WRITTEN INSTRUCTION
Convert all of the entries below into a numbered list, one line per item, omitting any blank lines and leaving out the pictures.

Extracted entries:

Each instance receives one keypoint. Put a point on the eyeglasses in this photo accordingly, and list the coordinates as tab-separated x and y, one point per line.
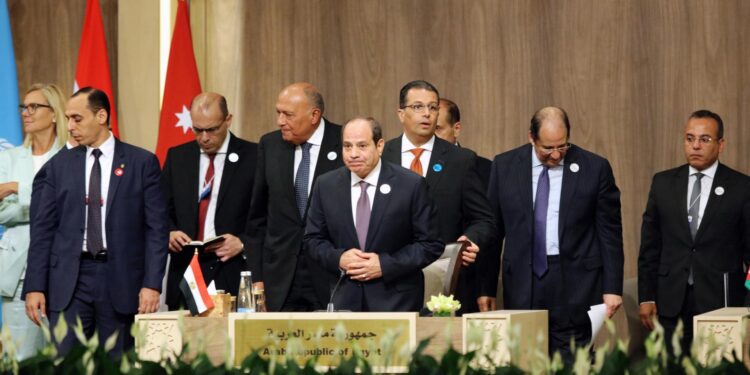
704	139
419	107
32	107
210	130
549	150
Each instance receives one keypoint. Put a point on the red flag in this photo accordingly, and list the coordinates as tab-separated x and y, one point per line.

THE ANSWER
1. Each instance receives one keypoint. Put a point on the eyeglasses in this photo accordingly, and list the coordinates as tab-separated x and y, one point per line.
2. 704	139
3. 419	107
4. 32	107
5. 210	130
6. 549	150
7. Each instance receives one keypoint. Put a point on the red flag in this photo accordingly, and list the coordinates as tab-separated x and y, one point per line.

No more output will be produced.